**Things to do**
1. From the passage on reroutable audio streams, list every action the professor performs after entering the lecture hall.
2. Continue the passage on reroutable audio streams, picking up after its final sentence.

**Source passage**
The JACK Audio Connection Kit and its proprietary cousin Rewire are two technologies in existence today which showcase how much potential such an idea has, in the specific realm of audio processing. In a beautiful extension of the UNIX spirit to audio data, instead of having audio enthusiasts deal with huge monolithic audio-processing black boxes with bloated, OS-specific and proprietary plug-in standards, JACK proposed to simply use lots of small, independent audio software together, by routing their audio outputs into each other’s inputs. But the potential of reroutable audio streams as a core system abstraction could actually go even further : imagine for a second routing the output of different applications to different physical sound card outputs has, as an example. On a laptop with both line-out and a headphone jacks, the line-out could be sent to an amplifier and used as a “public” output for stuff which the computer user wants to share around, while the headphones serve as “private” output for stuff which he prefers to keep for himself. As related interesting concept, imagine a scenario in which a computer application could output data on another computer’s speakers without having been explicitly designed for it. Such is the great power of standard data communication channels…
What it could be like
Noise in the lecture hall miraculously toned down as the professor entered the room and put his backpack on the desk. He then grabbed his computer from it, connected the room’s various devices to it, and began to speak.

Object location annotation data
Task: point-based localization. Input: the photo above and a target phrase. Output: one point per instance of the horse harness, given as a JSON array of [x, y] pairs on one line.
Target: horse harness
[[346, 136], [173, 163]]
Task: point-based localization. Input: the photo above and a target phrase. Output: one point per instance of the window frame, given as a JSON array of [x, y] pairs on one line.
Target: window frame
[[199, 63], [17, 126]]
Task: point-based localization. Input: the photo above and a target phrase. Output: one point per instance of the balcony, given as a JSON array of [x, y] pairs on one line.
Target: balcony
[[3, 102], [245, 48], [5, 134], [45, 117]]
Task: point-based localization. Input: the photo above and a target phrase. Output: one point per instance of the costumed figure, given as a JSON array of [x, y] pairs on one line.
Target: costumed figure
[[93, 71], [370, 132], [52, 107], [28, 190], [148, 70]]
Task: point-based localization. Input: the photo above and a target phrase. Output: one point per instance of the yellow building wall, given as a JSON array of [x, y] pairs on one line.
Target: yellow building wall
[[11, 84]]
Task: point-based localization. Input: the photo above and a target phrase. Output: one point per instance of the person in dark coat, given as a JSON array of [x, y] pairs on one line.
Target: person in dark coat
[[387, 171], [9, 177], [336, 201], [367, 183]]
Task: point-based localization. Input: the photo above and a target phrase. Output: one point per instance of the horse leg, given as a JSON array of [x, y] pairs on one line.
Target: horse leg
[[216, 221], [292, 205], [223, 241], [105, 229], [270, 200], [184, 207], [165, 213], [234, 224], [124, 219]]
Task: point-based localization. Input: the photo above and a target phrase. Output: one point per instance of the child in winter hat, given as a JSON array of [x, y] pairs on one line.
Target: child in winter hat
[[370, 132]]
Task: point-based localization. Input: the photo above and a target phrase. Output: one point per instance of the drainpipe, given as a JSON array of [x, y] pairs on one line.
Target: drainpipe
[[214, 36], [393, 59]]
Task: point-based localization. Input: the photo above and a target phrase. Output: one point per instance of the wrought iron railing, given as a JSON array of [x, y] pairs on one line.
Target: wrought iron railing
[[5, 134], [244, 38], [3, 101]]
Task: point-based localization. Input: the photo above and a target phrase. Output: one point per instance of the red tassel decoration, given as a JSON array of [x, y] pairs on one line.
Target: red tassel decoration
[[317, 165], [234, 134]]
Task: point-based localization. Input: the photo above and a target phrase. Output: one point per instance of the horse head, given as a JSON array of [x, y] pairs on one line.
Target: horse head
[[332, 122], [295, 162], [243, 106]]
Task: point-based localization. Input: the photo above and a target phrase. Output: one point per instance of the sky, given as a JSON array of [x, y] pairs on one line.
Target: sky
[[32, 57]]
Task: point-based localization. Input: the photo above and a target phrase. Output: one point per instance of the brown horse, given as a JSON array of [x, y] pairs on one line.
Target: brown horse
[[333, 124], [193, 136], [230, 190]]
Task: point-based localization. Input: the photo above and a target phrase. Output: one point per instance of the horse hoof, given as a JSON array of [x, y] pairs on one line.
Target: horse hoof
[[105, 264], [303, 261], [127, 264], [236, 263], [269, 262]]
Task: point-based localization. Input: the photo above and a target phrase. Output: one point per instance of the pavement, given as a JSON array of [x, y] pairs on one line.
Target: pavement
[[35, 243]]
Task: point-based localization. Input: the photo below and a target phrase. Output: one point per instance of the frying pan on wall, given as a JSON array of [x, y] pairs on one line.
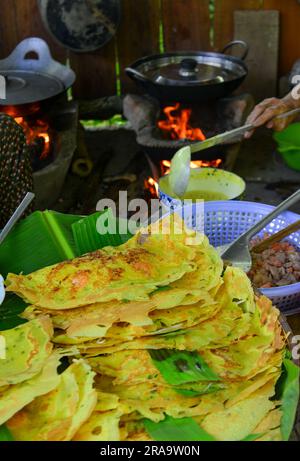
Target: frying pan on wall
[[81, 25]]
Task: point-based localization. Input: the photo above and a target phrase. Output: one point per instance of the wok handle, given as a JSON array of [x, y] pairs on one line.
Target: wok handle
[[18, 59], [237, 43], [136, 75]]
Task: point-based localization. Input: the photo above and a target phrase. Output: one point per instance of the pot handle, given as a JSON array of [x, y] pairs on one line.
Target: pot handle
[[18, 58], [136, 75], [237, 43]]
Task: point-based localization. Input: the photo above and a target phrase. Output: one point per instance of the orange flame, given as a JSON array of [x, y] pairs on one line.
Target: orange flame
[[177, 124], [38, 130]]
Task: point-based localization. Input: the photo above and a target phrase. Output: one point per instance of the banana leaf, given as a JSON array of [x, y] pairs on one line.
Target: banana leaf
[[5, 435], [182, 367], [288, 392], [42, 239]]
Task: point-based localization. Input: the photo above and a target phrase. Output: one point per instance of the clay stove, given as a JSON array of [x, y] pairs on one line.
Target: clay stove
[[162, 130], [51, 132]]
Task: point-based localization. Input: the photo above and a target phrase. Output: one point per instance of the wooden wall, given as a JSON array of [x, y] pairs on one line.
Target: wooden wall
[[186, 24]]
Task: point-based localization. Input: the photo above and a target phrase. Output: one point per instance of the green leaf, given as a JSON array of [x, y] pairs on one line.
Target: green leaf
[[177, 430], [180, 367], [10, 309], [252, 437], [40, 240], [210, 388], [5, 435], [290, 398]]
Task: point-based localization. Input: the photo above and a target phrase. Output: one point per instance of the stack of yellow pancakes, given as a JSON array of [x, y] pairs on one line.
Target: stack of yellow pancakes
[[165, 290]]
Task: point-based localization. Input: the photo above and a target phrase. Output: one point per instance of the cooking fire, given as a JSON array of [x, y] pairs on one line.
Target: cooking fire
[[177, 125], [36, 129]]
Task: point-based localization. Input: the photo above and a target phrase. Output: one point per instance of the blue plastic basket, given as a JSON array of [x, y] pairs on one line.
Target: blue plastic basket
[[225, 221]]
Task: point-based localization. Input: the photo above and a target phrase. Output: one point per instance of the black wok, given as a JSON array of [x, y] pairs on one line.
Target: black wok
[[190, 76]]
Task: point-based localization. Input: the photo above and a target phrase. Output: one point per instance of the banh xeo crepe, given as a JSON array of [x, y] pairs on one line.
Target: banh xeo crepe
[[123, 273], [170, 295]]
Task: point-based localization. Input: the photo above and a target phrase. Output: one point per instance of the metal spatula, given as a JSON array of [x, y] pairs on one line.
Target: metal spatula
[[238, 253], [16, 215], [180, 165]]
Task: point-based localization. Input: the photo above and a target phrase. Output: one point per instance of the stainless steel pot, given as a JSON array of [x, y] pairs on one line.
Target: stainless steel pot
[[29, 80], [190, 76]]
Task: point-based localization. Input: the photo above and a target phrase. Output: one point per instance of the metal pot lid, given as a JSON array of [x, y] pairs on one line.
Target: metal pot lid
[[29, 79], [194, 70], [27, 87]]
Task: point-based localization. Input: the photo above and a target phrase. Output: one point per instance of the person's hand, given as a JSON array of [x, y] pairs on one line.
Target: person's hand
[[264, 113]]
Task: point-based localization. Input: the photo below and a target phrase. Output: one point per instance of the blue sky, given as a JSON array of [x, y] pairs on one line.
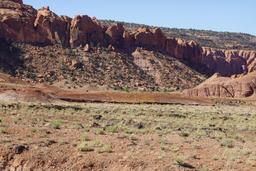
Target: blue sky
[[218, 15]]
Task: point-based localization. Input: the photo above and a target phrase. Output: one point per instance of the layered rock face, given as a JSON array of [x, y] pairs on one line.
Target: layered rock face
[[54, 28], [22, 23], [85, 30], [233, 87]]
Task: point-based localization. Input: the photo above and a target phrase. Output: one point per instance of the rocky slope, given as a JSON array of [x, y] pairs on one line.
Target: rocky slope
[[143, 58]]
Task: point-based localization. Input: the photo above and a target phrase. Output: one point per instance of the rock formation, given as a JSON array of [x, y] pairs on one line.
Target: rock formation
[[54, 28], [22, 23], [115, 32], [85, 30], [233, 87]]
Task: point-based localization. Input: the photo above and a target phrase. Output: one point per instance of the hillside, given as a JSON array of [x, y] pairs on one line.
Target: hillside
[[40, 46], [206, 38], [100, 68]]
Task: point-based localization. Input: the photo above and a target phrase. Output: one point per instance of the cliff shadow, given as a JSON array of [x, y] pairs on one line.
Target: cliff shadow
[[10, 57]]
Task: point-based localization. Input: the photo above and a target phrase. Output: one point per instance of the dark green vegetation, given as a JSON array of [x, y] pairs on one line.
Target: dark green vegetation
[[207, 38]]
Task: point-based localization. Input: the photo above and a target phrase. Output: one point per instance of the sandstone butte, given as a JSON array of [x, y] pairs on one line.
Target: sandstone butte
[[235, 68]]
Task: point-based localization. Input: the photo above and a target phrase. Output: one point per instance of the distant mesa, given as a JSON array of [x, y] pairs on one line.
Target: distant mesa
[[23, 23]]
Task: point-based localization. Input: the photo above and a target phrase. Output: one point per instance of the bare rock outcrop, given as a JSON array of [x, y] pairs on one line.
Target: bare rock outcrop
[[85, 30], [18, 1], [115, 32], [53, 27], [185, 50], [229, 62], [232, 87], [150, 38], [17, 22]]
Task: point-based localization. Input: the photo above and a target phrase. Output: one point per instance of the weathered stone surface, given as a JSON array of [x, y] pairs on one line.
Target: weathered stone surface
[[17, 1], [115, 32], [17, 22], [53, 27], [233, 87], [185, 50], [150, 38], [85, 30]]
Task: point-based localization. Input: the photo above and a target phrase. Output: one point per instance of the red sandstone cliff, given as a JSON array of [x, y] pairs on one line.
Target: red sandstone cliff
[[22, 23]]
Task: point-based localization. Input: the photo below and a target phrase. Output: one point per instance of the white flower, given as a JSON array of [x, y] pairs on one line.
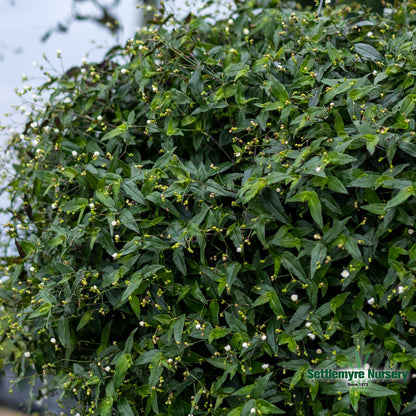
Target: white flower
---
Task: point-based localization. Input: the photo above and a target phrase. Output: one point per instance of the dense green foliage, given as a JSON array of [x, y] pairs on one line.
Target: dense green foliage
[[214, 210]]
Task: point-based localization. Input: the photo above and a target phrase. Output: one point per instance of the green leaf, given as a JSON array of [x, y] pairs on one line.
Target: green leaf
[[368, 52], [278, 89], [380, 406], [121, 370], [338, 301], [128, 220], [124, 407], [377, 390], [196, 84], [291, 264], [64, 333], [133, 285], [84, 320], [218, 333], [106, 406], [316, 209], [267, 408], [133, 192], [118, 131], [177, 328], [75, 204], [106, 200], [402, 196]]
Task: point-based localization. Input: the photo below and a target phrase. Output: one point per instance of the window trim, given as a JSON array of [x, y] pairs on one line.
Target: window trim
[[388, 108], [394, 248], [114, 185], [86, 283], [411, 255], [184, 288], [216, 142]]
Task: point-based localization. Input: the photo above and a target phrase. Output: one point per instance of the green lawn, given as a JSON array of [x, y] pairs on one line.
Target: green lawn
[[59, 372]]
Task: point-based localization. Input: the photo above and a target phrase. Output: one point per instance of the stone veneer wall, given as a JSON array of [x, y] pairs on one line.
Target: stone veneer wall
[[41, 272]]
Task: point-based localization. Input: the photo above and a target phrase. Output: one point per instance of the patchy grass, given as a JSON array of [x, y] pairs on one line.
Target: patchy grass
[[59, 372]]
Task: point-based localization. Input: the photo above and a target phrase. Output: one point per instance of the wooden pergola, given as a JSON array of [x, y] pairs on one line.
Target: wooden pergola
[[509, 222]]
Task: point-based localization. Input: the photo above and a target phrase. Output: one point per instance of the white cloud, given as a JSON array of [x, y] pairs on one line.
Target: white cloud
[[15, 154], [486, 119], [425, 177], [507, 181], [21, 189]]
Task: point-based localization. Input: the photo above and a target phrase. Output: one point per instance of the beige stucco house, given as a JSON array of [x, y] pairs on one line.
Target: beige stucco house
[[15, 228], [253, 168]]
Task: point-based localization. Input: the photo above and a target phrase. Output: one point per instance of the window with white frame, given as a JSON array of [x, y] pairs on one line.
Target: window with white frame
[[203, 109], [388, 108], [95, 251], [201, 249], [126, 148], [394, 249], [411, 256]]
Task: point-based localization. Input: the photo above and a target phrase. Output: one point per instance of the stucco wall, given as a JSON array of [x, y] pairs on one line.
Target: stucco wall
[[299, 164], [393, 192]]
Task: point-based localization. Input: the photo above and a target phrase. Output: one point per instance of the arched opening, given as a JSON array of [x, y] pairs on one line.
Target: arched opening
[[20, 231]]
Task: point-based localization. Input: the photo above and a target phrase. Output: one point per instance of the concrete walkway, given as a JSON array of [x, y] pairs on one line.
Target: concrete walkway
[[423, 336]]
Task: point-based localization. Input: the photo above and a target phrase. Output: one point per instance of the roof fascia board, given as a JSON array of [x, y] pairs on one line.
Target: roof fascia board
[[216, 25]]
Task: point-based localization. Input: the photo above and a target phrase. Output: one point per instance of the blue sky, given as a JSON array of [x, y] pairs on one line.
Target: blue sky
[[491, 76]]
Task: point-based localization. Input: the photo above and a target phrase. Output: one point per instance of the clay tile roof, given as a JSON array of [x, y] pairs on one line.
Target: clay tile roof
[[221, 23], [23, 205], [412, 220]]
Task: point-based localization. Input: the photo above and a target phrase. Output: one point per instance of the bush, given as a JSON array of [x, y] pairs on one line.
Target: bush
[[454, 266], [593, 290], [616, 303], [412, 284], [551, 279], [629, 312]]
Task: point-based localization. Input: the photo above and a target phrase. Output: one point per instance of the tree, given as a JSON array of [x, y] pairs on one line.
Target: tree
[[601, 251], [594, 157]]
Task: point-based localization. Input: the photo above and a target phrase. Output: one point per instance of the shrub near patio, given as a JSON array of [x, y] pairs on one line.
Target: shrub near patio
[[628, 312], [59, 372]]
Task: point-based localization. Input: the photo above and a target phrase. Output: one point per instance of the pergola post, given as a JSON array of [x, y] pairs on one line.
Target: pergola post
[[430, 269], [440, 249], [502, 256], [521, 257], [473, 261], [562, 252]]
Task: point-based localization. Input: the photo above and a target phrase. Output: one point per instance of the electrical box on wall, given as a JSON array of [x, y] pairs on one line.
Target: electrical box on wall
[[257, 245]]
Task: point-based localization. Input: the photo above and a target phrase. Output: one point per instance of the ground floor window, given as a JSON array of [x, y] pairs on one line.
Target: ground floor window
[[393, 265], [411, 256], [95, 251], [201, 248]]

**Results**
1.
- Put his backpack on the desk
- Grabbed his computer from it
- Connected the room's various devices to it
- Began to speak

2.
“Good morning everyone, and welcome to the “Programming for Artists” lecture !”, he said. “My name is Ernest Doppler and I am going to show you how computer systems can be used for artistic purposes beyond being a replacement to real-world tools. But first, let me announce you that due to popular demand, live audio and video streams for this course are now freely available from my computer, and that you can freely record them for private use.”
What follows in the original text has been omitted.